Carin Moltkes Wittwe blieb dem gegenüber dabei, Ulenoge als Verführer hinzustellen, gestand aber, bei der Besiegelung mehrerer Stücke mitgewirkt zu haben. Damit hatte sie ungefoltert ihre Mitschuld zugegeben und konnte nur noch auf die Zubilligung mildernder Umstände hoffen.

Auf den Bericht hiervon waren auch die abwesenden Herzöge der Ansicht, daß Carins Wittwe nicht unschuldig, sondern sich selber „des falsches theilhaftig gemacht“ habe. Sie einigten sich brieflich, die Akten zur Rechtsbelehrung an die Juristenfakultäten zu Leipzig und Wittenberg zu senden und die unglückliche Frau gegen keinerlei Bürgschaft auf freien Fuß zu setzen, sondern sie der ursprünglichen Abrede gemäß nach Parchim in Verwahrsam bringen zu lassen. Obgleich die Moltkesche Freundschaft auch jetzt wieder sich ins Mittel legte und darum bat, die Wittwe „in ansehung Ihrer schwachheitt ond vngelegenheitt biß in ire behausung zu betagen“, erging am 12. April 1570 ein gemeinsames Schreiben beider Herzöge an den Rath zu Parchim mit dem Befehle, Moltkes Wittwe in einem Gemach des Rathhauses zu verwahren, sie Tag und Nacht bewachen zu lassen, ihr keinerlei persönlichen oder brieflichen Verkehr zu gestatten und sie gegen Zahlung zu beköstigen.

Dabei war nur das nicht bedacht, daß sich Parchim zur Erfüllung dieses Auftrages sehr wenig eignete. Als die Gefangene dort ankam, fand sich im Rathhaus kein einziges Gemach, das geeignet gewesen wäre, sie aufzunehmen. Man half sich, indem man sie einstweilen in einer Herberge verwahrte. Aber das schien den Parchimer Stadtvätern nicht sicher genug zu sein; sie setzten alle Hebel in Bewegung, die ihnen aufgebürdete Verantwortung wieder von sich abzuwälzen, indem sie wiederholt erklärten, daß weder im Rathhaus noch sonstwo in Parchim ein zweckentsprechendes Gemach vorhanden wäre, und daher baten, die Gefangene an einen andern Ort zu bringen.

· · · · ·

__AUFTRAG A__. Gib aus dem Textauszug den Abschnitt zwischen "Carin Moltkes Wittwe" und "mildernder Umstände hoffen." einschließlich unverändert wieder.
__AUFTRAG B__. Nenne alle Städte, die im Textauszug vorkommen.

__BEREITGESTELLTE DATEN__.

· · · · ·

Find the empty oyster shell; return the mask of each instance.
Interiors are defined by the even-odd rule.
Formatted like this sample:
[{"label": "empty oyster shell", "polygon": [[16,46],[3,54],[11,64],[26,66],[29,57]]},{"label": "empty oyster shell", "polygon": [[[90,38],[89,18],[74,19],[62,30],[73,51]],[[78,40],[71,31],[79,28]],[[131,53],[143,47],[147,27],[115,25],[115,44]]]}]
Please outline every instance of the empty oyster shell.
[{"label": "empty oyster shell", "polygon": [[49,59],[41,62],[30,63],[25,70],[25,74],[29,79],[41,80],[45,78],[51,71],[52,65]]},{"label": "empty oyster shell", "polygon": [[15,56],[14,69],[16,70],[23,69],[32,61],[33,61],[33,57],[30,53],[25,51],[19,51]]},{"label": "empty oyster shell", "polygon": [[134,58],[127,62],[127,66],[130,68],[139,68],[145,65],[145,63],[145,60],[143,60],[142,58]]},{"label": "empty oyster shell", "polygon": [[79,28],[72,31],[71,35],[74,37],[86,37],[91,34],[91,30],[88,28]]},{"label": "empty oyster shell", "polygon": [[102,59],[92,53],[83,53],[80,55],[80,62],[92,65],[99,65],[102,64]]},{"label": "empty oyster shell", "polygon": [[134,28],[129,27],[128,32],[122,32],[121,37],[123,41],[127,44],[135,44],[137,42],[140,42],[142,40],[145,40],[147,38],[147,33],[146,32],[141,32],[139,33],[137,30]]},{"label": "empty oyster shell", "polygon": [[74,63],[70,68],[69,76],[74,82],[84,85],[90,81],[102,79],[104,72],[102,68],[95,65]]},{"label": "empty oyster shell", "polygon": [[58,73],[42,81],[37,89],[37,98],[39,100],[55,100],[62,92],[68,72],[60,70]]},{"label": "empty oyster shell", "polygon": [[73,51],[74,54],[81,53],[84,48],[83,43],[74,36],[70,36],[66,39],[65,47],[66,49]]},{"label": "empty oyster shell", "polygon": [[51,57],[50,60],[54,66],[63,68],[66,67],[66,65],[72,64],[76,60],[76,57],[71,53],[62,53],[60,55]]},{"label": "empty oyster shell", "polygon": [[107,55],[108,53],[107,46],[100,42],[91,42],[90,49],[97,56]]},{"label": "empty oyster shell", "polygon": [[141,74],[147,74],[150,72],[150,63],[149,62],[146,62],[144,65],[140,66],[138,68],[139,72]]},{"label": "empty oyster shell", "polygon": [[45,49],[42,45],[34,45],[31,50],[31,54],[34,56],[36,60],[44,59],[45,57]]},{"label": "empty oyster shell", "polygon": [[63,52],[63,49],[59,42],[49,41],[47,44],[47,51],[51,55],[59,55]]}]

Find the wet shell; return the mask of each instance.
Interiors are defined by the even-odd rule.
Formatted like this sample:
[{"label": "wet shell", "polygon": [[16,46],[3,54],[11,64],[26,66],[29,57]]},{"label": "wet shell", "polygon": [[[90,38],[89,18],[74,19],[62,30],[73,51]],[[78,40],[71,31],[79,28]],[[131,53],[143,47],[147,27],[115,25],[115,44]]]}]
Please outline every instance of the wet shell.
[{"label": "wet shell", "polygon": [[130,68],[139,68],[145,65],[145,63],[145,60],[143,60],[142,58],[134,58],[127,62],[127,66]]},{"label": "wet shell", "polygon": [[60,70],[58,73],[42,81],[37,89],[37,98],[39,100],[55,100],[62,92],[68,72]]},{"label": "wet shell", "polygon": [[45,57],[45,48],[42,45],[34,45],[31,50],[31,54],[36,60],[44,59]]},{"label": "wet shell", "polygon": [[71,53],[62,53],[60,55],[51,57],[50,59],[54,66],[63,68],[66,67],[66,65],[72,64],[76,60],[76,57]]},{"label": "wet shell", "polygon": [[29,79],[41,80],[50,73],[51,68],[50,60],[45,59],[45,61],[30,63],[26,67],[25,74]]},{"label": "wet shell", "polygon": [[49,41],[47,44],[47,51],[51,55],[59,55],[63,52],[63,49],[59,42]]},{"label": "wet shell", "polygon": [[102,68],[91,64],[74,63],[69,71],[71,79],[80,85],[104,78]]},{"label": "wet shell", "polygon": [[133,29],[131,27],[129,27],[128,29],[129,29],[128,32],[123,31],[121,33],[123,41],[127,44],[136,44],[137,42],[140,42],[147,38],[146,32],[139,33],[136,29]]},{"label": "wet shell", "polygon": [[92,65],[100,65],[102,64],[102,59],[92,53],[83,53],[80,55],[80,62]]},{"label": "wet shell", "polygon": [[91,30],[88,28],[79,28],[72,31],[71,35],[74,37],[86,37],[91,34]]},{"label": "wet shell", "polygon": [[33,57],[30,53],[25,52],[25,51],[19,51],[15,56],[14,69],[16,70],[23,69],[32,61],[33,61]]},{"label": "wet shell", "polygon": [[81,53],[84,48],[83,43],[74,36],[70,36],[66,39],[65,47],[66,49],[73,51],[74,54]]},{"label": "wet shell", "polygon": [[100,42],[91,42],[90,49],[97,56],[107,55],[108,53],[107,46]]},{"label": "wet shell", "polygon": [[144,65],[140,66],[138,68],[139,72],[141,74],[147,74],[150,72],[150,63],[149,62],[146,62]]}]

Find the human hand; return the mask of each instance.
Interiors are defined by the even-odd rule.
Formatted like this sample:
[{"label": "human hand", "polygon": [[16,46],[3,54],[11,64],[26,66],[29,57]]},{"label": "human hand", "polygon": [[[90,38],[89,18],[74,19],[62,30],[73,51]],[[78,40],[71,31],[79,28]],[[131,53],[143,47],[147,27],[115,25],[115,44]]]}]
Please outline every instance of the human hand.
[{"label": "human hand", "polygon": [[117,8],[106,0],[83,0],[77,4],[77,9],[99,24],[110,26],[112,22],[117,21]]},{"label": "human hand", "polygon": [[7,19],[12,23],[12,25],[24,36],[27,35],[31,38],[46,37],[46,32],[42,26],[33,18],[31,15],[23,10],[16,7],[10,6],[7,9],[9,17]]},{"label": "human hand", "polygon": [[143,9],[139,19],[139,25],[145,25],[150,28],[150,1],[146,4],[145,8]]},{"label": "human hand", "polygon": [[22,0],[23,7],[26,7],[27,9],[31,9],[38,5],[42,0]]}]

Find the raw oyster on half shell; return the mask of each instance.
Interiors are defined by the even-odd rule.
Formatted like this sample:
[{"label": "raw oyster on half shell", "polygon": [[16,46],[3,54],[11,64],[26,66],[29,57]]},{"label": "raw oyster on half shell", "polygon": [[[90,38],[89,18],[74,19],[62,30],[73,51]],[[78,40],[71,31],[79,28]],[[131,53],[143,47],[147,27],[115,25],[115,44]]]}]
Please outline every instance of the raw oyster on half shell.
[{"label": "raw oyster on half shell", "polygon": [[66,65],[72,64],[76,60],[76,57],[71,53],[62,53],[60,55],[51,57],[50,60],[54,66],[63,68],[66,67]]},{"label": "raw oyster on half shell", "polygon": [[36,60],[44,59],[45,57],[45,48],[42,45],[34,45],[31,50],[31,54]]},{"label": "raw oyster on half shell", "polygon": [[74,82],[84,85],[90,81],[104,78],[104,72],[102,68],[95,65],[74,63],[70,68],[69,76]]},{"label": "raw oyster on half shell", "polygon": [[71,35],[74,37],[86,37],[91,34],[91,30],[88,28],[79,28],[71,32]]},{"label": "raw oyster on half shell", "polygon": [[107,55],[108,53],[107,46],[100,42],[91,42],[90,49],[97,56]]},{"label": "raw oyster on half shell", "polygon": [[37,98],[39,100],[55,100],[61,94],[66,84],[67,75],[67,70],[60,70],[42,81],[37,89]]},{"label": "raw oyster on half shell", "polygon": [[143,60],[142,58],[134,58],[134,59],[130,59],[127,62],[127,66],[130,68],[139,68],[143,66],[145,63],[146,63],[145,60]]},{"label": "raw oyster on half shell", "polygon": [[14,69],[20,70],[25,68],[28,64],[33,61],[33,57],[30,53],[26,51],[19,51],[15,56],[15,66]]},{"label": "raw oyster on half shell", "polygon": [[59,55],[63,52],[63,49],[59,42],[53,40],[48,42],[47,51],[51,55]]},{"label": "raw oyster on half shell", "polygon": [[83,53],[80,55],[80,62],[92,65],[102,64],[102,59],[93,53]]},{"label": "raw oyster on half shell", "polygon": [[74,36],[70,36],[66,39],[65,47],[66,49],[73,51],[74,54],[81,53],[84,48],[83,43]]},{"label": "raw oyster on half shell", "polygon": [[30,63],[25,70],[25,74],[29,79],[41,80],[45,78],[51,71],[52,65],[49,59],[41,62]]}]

· · · · ·

__ANTWORT A__.
Carin Moltkes Wittwe blieb dem gegenüber dabei, Ulenoge als Verführer hinzustellen, gestand aber, bei der Besiegelung mehrerer Stücke mitgewirkt zu haben. Damit hatte sie ungefoltert ihre Mitschuld zugegeben und konnte nur noch auf die Zubilligung mildernder Umstände hoffen.

__ANTWORT B__. Leipzig, Wittenberg, Parchim